EXTRAIT DE PAGE:
Vous êtes ici : Accueil » Afrique australe » Madagascar » MADAGASCAR : Realpolitik françafricaine ?

MADAGASCAR : Realpolitik françafricaine ?

D 16 juin 2009     H 22:17     A Pierre Sidy     C 0 messages


Visiblement, après le coup d’État du 17 mars 2009 de
Rajoelina et des soldats mutins (anciens membres
revanchards de la garde présidentielle de l’« amiral
rouge » Ratsiraka en 2002), la Françafrique tâtonne et tergiverse
beaucoup, confrontée au maelström malgache. Ses
rétropédalages tiennent en fait compte de la remontée relative du
sentiment anticolonialiste, mais aussi de la conscience des
difficultés objectives, en cas d’emballement de la situation, à
évacuer la plus forte communauté d’expatriés et de binationaux
(23 000 personnes) du pré carré. Ajouter à cela que l’Afrique du
Sud et la SADC (Communauté d’Afrique australe) restent très
cohérentes et motivées dans leur dénonciation du coup d’État et
donc dans leur volonté de contrer l’influence française dans les
médiations internationales engagées.

DONNÉES FOURNIES:
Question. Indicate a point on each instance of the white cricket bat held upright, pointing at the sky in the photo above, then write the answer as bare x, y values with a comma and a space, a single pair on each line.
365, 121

EXPLORATION DU DOCUMENT:
- a) D'après l'extrait sur Madagascar, à quelle date le coup d'État de Rajoelina a-t-il eu lieu ?
- b) Citez l'extrait sur Madagascar en commençant à « Visiblement, après le » et en terminant à « médiations internationales engagées. ».
- c) Prolongez l'extrait sur Madagascar à partir de sa dernière phrase.
Les données proviennent d'une source distincte de l'extrait sur Madagascar.

RÉSULTATS DE L'EXERCICE:
- a) Le 17 mars 2009.

- b)
Visiblement, après le coup d’État du 17 mars 2009 de
Rajoelina et des soldats mutins (anciens membres
revanchards de la garde présidentielle de l’« amiral
rouge » Ratsiraka en 2002), la Françafrique tâtonne et tergiverse
beaucoup, confrontée au maelström malgache. Ses
rétropédalages tiennent en fait compte de la remontée relative du
sentiment anticolonialiste, mais aussi de la conscience des
difficultés objectives, en cas d’emballement de la situation, à
évacuer la plus forte communauté d’expatriés et de binationaux
(23 000 personnes) du pré carré. Ajouter à cela que l’Afrique du
Sud et la SADC (Communauté d’Afrique australe) restent très
cohérentes et motivées dans leur dénonciation du coup d’État et
donc dans leur volonté de contrer l’influence française dans les
médiations internationales engagées.

- c)
Mais on commence à comprendre un
peu le quid de l’odeur de pétrole que
traînaient le coup d’Etat de Rajoelina et
l’implication de la France. Vus au JORF
n°303 du 30 décembre 2008, deux arrêtés
du ministre d’Etat, Borloo (Écologie, etc.),
en date du 22 décembre 2008 accordent à
différentes sociétés des permis de
recherches respectivement dits « permis de
Juan de Nova Est » (au profit de Nighthawk
Energy Plc, Jupiter Petroleum Juan de Nova
Ltd et Osceola Hydrocarbons Ltd, conjointes
et solidaires) et « permis de Juan de Nova
maritime profond » (au profit de Marex
Petroleum Corpration et Roc Oil Company Ltd, conjointes
et solidaires). Ces permis portent sur les fonds marins de
la zone économique exclusive (ZEE) française au large des côtes
de l’île de Juan de Nova, respectivement sur 9 010 km2 et
52 990 km2. Dans la donne actuelle, cet espace maritime de Juan
de Nova est partagé en trois ZEE : mozambicaine, française et
malgache. Des entreprises chinoises qui lorgnaient sur la ZEE
malgache avaient nettement – au détriment de Total – la faveur
de Ravalomanana avant sa chute. Juan de Nova fait partie des
îles éparses sur lesquelles Madagascar réclame, contre la France,
une souveraineté pleine depuis plusieurs décennies.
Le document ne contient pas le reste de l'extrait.